__Problem description__.
Copy out each line of the data that contains "below".

[Point-per-instance localization data]
————
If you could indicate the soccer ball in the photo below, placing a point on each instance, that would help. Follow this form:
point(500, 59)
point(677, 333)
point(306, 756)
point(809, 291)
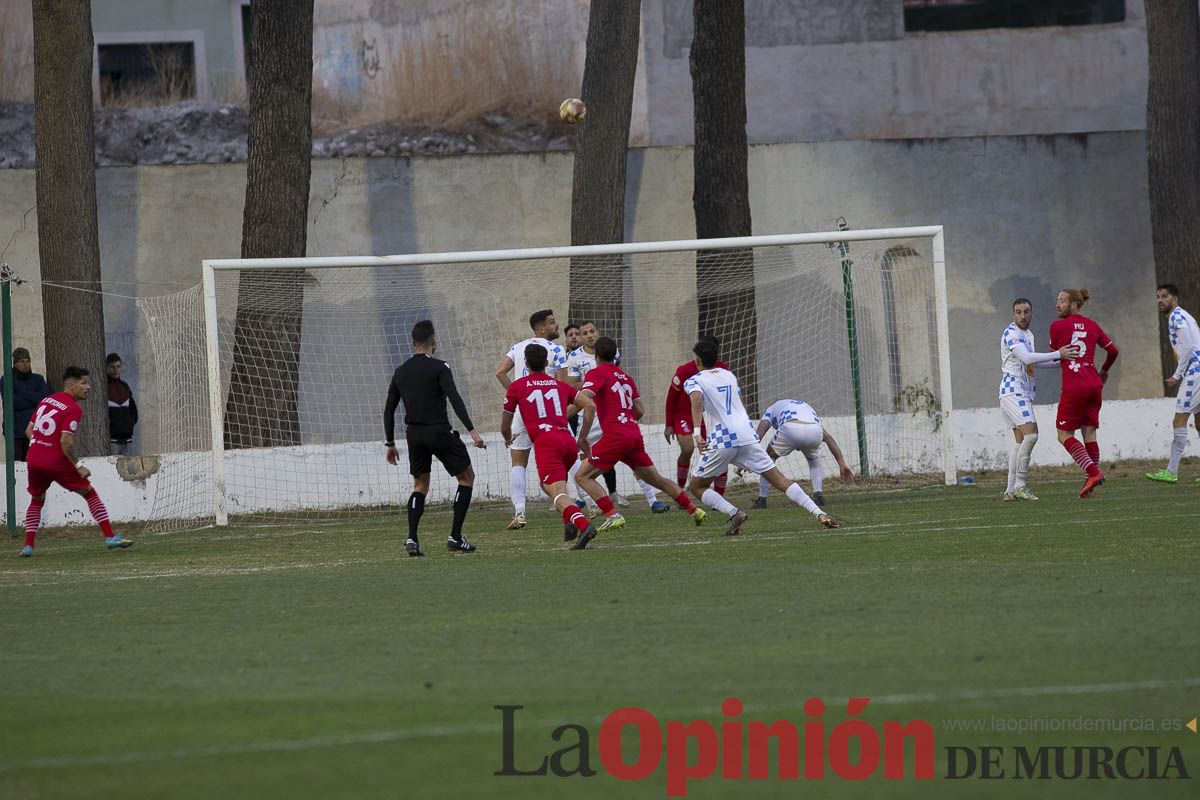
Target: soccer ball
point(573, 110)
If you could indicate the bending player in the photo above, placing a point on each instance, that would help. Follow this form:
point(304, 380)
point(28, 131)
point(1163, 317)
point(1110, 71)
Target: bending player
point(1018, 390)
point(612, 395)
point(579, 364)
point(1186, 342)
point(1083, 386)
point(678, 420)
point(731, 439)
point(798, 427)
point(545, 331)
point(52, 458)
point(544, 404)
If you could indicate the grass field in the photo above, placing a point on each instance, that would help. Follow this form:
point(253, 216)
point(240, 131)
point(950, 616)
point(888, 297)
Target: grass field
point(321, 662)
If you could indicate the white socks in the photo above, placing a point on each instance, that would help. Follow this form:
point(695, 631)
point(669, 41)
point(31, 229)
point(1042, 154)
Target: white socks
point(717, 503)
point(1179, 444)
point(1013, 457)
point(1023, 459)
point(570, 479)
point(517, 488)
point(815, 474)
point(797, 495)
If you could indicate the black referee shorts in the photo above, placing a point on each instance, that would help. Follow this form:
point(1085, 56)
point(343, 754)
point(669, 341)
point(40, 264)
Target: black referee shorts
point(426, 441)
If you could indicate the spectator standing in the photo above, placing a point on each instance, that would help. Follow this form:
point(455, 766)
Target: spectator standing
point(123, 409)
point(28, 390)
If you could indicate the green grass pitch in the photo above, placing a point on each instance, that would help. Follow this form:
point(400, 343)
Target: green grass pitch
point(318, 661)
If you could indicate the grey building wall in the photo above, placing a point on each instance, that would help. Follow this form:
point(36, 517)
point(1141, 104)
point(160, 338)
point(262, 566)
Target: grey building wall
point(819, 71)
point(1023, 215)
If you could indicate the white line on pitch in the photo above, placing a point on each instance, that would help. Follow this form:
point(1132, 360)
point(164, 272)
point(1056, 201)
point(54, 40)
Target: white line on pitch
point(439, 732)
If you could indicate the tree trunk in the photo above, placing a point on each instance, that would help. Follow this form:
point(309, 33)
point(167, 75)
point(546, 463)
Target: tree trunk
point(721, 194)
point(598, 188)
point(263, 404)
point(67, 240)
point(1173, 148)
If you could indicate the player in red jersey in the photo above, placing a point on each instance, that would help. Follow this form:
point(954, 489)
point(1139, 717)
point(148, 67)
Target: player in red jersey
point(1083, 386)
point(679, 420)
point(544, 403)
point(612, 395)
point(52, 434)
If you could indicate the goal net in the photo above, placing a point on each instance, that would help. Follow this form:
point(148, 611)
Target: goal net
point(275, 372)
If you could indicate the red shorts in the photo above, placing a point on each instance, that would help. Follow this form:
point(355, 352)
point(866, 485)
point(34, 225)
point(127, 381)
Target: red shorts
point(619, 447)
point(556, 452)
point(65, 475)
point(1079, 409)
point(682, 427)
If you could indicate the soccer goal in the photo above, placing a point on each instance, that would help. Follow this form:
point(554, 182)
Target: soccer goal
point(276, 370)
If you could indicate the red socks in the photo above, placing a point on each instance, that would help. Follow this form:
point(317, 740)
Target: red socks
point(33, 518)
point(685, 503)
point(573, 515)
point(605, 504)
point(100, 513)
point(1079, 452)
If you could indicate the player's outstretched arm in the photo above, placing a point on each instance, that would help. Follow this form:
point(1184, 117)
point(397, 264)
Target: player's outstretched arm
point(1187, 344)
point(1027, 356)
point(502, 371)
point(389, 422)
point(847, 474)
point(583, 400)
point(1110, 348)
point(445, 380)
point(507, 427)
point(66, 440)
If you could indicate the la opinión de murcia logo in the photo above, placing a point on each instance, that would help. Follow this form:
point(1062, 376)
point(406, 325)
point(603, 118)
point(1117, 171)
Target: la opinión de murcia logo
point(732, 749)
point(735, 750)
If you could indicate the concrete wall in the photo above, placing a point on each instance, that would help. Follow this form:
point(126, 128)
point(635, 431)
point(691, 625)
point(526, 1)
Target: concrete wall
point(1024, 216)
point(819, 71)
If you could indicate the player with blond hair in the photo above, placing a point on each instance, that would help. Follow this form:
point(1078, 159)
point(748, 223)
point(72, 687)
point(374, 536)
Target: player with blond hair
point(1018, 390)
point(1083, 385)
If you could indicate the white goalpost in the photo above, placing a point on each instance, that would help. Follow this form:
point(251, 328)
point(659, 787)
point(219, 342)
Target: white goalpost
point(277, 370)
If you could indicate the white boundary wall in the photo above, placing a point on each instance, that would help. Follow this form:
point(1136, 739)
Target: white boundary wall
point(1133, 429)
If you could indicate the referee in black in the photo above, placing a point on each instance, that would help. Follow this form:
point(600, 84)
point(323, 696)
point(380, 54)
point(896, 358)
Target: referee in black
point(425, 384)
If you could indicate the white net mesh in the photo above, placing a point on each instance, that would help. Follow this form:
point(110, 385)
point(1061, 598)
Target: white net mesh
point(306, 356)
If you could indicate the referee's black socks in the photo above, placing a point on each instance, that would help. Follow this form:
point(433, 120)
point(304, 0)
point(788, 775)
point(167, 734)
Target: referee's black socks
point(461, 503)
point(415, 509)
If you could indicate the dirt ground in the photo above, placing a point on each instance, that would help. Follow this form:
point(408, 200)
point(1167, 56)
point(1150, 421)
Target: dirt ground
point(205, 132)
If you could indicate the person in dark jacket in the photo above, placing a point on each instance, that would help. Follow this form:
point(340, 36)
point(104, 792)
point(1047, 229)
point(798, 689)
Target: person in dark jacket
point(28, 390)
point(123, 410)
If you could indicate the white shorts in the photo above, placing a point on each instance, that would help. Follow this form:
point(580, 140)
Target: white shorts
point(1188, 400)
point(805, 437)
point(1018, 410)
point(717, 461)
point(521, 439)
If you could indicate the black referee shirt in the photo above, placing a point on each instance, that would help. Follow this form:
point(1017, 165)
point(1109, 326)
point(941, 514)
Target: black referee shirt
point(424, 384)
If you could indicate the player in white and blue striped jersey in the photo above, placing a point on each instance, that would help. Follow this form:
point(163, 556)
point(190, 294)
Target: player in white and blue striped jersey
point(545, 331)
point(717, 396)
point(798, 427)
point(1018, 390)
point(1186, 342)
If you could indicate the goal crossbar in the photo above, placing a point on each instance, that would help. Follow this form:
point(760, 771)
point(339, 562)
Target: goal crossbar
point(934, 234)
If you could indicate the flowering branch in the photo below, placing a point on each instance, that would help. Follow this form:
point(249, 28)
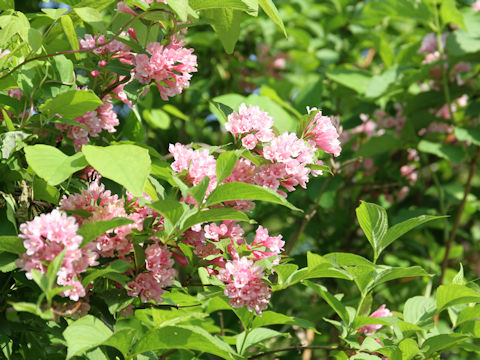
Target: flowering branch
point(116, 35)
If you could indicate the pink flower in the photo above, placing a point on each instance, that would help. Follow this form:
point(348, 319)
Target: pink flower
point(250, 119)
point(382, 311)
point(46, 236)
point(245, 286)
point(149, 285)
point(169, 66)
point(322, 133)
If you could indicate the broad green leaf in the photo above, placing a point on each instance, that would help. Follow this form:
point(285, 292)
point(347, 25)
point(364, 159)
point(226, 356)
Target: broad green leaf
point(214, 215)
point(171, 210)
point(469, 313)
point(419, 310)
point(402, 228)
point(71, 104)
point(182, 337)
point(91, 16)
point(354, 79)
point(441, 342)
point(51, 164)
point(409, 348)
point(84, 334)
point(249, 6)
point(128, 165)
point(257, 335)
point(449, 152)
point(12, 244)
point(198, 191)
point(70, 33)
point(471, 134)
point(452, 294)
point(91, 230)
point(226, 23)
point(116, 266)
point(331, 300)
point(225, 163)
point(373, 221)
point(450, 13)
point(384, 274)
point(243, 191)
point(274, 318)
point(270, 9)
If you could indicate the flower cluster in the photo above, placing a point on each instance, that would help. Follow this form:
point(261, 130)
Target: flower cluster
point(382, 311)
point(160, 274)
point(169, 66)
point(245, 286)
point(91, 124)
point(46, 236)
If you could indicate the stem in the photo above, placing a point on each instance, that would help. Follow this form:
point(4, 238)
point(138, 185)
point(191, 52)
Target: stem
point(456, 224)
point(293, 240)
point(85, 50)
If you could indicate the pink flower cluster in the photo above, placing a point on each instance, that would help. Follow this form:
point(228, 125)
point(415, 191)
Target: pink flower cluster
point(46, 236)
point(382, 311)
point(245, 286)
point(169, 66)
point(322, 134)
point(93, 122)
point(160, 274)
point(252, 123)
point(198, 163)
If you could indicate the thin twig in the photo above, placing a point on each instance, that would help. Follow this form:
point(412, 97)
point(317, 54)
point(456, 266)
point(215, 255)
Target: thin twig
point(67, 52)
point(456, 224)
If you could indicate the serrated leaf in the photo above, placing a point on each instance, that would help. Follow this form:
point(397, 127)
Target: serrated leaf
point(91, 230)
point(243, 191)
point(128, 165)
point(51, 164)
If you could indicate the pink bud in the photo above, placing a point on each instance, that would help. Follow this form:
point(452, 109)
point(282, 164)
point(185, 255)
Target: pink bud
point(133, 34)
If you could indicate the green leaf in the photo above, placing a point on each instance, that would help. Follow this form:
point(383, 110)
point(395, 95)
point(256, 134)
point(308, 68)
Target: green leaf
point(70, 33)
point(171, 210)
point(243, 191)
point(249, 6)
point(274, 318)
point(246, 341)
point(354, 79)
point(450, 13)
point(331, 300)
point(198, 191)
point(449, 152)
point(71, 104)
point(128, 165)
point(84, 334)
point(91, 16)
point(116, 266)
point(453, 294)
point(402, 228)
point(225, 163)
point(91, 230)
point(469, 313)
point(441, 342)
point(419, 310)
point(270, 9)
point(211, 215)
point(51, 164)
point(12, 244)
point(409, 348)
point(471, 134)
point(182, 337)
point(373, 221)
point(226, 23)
————
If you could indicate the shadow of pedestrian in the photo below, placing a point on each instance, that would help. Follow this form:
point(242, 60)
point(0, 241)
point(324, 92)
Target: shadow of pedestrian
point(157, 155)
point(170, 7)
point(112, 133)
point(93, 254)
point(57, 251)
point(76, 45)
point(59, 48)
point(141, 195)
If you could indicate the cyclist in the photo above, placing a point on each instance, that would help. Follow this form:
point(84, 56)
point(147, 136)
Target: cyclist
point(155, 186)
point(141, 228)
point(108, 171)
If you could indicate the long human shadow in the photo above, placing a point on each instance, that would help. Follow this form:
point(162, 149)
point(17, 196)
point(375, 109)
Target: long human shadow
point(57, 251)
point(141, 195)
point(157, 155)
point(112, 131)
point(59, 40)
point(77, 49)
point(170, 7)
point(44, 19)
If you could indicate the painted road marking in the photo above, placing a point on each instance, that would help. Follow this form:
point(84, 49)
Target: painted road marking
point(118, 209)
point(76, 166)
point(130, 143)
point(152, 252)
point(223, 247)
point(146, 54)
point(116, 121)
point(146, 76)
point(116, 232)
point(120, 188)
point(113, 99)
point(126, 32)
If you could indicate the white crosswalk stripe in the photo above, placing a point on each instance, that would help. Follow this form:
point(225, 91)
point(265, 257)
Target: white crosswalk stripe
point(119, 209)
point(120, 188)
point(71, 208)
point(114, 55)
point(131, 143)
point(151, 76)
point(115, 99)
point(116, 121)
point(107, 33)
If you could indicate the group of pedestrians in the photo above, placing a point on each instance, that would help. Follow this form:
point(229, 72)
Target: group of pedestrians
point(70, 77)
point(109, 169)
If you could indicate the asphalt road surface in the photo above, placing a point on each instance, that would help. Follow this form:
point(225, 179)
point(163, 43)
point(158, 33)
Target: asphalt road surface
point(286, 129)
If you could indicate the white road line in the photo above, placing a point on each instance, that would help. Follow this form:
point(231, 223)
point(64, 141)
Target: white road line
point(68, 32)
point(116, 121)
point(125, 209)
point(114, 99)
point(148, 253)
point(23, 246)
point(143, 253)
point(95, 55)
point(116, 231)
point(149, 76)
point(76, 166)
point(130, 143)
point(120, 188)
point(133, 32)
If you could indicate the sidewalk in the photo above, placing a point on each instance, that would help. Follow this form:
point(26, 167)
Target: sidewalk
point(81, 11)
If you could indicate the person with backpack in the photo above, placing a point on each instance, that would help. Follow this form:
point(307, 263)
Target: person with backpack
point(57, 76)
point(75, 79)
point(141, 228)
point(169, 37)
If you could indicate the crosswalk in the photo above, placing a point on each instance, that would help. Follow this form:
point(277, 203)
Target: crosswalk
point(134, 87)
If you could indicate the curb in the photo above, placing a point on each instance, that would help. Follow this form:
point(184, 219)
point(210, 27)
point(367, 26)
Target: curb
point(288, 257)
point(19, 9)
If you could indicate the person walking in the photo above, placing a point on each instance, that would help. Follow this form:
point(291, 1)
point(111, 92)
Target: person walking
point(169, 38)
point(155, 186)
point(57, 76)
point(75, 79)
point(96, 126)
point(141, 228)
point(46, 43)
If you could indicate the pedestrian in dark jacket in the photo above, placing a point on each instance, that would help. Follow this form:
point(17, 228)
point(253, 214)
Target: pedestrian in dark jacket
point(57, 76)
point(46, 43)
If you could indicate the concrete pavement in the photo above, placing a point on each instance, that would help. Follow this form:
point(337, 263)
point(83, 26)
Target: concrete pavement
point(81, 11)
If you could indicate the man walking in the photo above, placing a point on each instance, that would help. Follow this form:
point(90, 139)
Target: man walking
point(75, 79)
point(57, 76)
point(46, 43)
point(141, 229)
————
__Problem solution__.
If you could indicate the soccer ball in the photo below, placing a point on each instance, that would help. Follow this form:
If you could indicate the flowering branch in the photo below, placing a point on each instance, that would help. Follow this form:
If you could indicate the shadow of pedestrian in the photo below, placing a point on each instance, that would help. Follow this form:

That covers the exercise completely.